[Supplied records]
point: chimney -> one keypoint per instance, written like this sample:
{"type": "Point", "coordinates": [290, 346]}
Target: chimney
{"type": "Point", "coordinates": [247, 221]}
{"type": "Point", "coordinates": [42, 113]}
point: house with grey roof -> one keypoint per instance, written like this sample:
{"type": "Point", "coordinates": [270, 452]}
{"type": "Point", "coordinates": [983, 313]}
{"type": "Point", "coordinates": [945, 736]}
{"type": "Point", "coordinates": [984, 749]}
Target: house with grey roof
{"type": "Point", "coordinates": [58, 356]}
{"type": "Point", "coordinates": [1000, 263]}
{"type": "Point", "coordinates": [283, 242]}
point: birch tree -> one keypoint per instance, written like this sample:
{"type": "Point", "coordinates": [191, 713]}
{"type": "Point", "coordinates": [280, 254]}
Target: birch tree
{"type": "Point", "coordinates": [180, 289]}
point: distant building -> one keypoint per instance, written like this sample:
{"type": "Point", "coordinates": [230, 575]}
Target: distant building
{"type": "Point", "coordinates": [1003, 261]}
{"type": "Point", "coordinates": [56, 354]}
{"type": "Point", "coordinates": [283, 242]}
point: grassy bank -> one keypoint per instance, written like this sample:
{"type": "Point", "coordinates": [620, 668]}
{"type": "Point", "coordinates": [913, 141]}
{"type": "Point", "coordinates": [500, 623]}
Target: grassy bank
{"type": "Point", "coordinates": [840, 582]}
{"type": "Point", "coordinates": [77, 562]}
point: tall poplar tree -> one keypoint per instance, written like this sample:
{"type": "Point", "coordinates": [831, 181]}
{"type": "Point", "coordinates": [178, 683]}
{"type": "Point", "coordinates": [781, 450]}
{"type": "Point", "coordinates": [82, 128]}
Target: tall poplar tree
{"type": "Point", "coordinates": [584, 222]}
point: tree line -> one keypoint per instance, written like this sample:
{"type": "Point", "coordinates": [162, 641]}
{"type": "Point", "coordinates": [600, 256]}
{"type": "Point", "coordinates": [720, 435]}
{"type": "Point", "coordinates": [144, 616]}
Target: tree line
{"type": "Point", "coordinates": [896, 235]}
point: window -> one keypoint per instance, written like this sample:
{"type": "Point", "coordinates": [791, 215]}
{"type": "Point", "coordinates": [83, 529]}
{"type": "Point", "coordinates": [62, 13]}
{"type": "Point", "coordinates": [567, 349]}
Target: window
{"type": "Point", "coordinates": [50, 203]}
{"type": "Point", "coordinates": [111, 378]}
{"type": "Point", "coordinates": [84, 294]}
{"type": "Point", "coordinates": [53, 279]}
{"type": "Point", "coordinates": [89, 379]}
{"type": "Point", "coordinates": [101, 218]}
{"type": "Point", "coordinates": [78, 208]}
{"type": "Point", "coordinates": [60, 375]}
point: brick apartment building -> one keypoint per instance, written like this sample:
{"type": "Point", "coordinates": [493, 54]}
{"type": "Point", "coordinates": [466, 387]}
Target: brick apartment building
[/Supplied records]
Problem description
If a line in the listing holds the word "apartment", list that line.

Solution to the exercise
point: brick apartment building -> one keypoint per instance, written like this sample:
Target: brick apartment building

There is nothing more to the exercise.